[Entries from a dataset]
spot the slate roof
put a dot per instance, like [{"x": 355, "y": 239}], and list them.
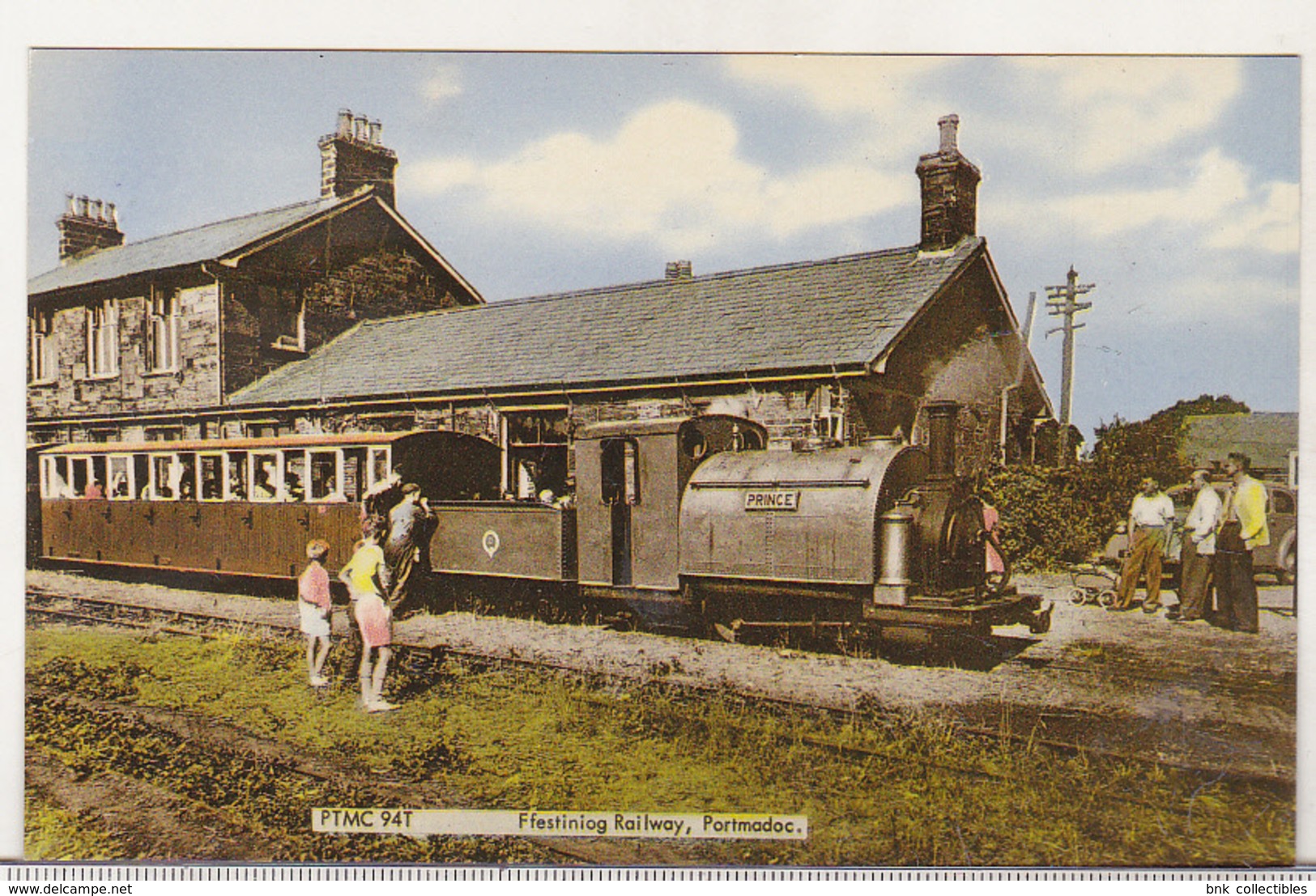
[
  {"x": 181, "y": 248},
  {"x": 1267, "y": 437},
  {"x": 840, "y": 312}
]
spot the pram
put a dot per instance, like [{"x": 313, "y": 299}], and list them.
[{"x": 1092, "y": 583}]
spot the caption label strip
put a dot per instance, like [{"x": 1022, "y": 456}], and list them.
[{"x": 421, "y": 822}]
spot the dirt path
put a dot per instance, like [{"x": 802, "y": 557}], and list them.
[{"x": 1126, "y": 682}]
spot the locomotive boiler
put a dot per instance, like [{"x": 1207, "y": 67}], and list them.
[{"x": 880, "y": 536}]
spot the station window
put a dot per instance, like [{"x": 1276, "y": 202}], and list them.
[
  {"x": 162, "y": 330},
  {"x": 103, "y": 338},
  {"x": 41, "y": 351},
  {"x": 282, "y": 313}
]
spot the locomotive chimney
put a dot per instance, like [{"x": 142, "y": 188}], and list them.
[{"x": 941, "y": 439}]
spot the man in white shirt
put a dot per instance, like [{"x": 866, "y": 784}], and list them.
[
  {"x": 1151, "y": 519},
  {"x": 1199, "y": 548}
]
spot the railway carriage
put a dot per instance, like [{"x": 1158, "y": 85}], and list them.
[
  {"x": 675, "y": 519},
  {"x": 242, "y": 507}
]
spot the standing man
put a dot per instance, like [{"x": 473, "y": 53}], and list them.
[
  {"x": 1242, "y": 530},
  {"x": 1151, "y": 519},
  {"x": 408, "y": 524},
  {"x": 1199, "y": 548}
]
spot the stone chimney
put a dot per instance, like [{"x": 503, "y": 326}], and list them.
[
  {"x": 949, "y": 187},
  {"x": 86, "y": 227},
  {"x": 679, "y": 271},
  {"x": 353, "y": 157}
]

## Exercise details
Copy out every entry above word for word, including the coordinate lists, and leave the pictures out.

## Output
spot the slate roof
put a dot per instance, like [{"x": 355, "y": 239}], and list them.
[
  {"x": 181, "y": 248},
  {"x": 1267, "y": 437},
  {"x": 840, "y": 312}
]
spot the pram
put a dot per instance, like [{"x": 313, "y": 299}], and list them.
[{"x": 1092, "y": 583}]
spot the caption label strip
put a dot per instance, like [{"x": 1022, "y": 456}], and list them.
[{"x": 421, "y": 822}]
spot the dirt path
put a dot per instance, like [{"x": 802, "y": 557}], and list them.
[{"x": 1126, "y": 682}]
spot the locomotive boiler
put a dot per instance, like [{"x": 1207, "y": 67}], and list them.
[{"x": 880, "y": 536}]
spot the station window
put a dot per instance, like [{"x": 1276, "y": 202}], and list them.
[
  {"x": 162, "y": 330},
  {"x": 103, "y": 338},
  {"x": 41, "y": 351},
  {"x": 282, "y": 313}
]
spot the locomotive chimney
put a dot per instance, like [{"x": 142, "y": 188}], and list them.
[{"x": 941, "y": 439}]
spot the man in white shirt
put a dot per instance, like [{"x": 866, "y": 784}], and list them.
[
  {"x": 1151, "y": 519},
  {"x": 1199, "y": 548}
]
spot the railway carriage
put a dot per instance, like [{"x": 1158, "y": 85}], and list them.
[
  {"x": 675, "y": 519},
  {"x": 242, "y": 507}
]
spot the standing man
put a dot per instance, like [{"x": 473, "y": 53}], and list them.
[
  {"x": 1242, "y": 530},
  {"x": 1151, "y": 519},
  {"x": 408, "y": 524},
  {"x": 1199, "y": 548}
]
spot the stone chimney
put a dot per instance, like [{"x": 503, "y": 326}], and list them.
[
  {"x": 949, "y": 187},
  {"x": 86, "y": 227},
  {"x": 679, "y": 271},
  {"x": 353, "y": 157}
]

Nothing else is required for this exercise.